_Written task 1_
Before the photos and their rows, set down the passage of the Kerch Strait Bridge article between "A new 11-mile" and "vehicles a day.", inclusive, copying it word for word.
_Written task 2_
Take the Kerch Strait Bridge article further from its final sentence, before the photos and their rows.

_Source text_
A new 11-mile bridge connects Ukraine’s Crimean Peninsula, which Russia has occupied since 2014, to mainland Russia.
It’s an obvious target for the Ukrainians as Russia’s wider war on Ukraine grinds into its fourth month—and the Russians know it. They’ve positioned decoy barges alongside the bridge and practiced obscuring it with smoke.
But the Ukrainian armed forces don’t yet have the means reliably to strike the $3.6-billion, steel-and-concrete bridge, which features parallel road and rail spans and supports as many as 15,000 vehicles a day.
The Ukrainians have been clear all along that the four-year-old bridge, which is also known as the Kerch Strait Bridge, is a legitimate target. Dozens of Russian battalions attacked mainland Ukraine from Crimea, after all. The Crimean Peninsula also hosts the Russian Black Sea Fleet plus air-defense batteries and fighter squadrons. The bridge helps to sustain all these forces.
“The Kerch Strait Bridge is target number one for the Ukrainian armed forces,” Ukrainian major general Dmitry Marchenko said in June. “This is not a secret either for their military or for our military. Neither for their civilians, nor for our civilians.”
“It will be the number-one target for hitting,” Marchenko added.

_Data supplied_
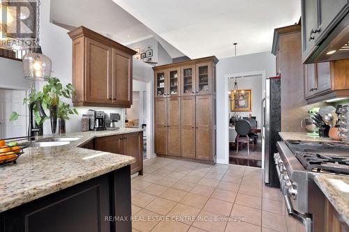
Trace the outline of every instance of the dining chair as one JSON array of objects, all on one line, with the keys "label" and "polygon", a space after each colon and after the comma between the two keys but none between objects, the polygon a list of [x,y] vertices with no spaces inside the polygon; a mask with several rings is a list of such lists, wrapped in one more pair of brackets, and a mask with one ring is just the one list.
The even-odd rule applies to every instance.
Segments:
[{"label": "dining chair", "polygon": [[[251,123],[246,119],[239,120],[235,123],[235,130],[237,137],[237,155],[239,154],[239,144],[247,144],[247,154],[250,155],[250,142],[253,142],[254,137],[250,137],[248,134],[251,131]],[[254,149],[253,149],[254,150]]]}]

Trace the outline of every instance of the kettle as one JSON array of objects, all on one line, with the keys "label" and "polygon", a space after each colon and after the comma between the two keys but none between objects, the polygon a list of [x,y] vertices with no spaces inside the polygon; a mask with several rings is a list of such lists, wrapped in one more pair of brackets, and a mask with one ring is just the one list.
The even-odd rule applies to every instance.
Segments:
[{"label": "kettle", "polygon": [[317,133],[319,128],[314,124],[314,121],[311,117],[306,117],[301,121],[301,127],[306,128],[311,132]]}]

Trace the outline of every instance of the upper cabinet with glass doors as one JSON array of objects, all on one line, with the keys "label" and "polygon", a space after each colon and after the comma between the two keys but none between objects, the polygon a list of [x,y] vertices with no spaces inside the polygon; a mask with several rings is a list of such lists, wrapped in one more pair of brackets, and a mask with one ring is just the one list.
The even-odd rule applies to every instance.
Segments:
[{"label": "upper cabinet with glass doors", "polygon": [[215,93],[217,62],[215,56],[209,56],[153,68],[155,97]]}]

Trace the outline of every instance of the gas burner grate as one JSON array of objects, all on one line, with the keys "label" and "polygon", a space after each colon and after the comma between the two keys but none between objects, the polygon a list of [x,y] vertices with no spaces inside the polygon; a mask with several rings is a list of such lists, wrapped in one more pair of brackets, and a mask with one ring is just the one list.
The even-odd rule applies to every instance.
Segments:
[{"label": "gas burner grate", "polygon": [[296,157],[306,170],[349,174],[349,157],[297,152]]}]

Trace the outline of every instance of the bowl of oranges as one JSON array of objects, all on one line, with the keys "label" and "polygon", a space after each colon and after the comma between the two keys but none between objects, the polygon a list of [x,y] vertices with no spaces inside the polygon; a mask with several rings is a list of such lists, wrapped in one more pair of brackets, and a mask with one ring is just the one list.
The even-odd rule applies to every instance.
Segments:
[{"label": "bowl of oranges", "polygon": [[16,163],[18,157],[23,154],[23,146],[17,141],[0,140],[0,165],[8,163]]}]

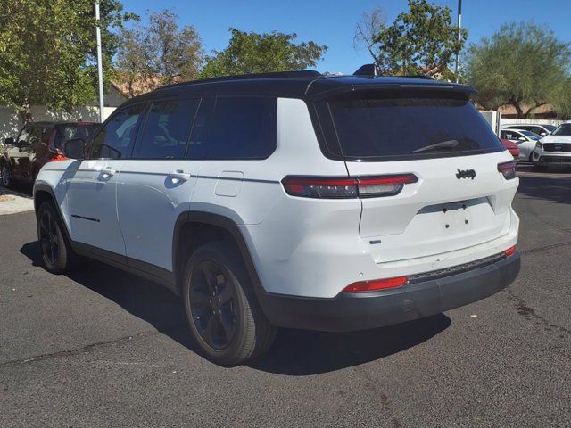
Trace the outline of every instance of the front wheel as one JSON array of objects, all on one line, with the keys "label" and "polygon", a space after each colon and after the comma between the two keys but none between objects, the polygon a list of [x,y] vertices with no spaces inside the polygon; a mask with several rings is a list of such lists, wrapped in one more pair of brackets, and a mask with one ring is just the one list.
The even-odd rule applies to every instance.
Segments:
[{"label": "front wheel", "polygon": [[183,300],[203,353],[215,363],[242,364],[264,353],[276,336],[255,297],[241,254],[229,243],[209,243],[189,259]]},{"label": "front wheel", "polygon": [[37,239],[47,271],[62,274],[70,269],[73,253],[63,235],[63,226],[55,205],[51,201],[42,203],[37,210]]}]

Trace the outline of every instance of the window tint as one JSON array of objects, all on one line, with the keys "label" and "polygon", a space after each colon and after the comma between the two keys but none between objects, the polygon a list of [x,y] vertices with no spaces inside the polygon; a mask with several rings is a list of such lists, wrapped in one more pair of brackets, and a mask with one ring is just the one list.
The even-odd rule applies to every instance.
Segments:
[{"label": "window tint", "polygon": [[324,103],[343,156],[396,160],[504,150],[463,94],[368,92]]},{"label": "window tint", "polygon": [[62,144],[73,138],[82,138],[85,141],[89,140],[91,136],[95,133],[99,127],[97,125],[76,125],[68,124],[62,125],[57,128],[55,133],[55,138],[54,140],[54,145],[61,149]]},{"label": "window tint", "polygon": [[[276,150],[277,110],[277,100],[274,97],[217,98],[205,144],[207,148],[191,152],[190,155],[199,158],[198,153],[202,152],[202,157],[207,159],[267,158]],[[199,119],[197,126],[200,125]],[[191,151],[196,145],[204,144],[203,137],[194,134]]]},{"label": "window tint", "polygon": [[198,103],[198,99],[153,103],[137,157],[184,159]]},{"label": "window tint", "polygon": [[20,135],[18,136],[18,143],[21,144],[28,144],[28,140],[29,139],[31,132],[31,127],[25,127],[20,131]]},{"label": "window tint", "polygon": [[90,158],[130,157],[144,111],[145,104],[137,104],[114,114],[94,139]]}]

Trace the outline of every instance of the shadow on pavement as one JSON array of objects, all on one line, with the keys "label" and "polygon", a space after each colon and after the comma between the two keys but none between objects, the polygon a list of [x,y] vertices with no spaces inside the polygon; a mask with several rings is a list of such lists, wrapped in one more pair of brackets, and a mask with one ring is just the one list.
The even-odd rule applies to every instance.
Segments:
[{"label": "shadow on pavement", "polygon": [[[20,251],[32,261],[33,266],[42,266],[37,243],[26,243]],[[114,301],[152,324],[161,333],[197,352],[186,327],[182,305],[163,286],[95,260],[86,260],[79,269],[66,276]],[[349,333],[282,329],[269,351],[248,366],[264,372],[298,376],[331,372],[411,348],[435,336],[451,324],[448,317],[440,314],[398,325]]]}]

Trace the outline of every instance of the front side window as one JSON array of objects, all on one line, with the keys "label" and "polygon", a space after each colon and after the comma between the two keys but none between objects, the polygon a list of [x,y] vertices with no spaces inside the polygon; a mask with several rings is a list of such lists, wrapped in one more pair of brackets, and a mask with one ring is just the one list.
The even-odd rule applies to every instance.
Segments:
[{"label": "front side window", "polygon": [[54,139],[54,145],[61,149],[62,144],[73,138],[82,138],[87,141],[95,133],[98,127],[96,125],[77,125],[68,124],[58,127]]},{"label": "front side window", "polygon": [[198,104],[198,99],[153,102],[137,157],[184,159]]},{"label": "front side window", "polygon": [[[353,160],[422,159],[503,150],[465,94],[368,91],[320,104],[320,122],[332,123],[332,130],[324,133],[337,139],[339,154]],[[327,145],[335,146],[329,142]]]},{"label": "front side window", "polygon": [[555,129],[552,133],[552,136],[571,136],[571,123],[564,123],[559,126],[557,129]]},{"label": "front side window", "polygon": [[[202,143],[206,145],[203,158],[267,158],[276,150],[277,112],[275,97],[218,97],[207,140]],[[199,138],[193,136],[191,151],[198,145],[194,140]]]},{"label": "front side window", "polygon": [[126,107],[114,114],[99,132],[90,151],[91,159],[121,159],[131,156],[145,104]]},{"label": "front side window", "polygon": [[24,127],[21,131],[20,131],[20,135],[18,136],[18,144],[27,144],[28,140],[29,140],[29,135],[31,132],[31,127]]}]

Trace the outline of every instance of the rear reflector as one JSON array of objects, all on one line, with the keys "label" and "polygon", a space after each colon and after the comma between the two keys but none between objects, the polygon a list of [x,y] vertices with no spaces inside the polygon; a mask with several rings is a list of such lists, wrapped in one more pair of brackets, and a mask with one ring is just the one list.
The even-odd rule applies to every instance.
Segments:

_Exercise answer 1_
A new 11-mile bridge connects Ukraine’s Crimean Peninsula, which Russia has occupied since 2014, to mainland Russia.
It’s an obvious target for the Ukrainians as Russia’s wider war on Ukraine grinds into its fourth month—and the Russians know it. They’ve positioned decoy barges alongside the bridge and practiced obscuring it with smoke.
But the Ukrainian armed forces don’t yet have the means reliably to strike the $3.6-billion, steel-and-concrete bridge, which features parallel road and rail spans and supports as many as 15,000 vehicles a day.

_Exercise answer 2_
The Russians early in the war took steps to protect the bridge, deploying police boats on the surface and swimmers below the surface to ward off potential saboteurs. Air-defense systems on the peninsula, including S-400 missiles and Su-30 fighters, guard against air and missile attack.
The Ukrainian armed forces have not yet managed to attack the bridge. The S-400s alone could make an assault by drones, manned attack planes or helicopters prohibitively risky.
Yes, the Ukrainian army with its Mi-24 helicopters and the air force with its Su-27 fighters and TB-2 drones both have managed to mount deep strikes on Russian facilities.
The army back in April targeted a fuel depot in Belgorod, in Russia 25 miles north of the border with Ukraine. The air force starting in May bombed the Russian garrison on Snake Island, in the western Black Sea 80 miles south of Ukraine’s strategic port Odesa.
The bridge is a harder target. It’s more than 200 miles from Ukrainian territory, for one. And its tough construction makes it resistant to smaller munitions.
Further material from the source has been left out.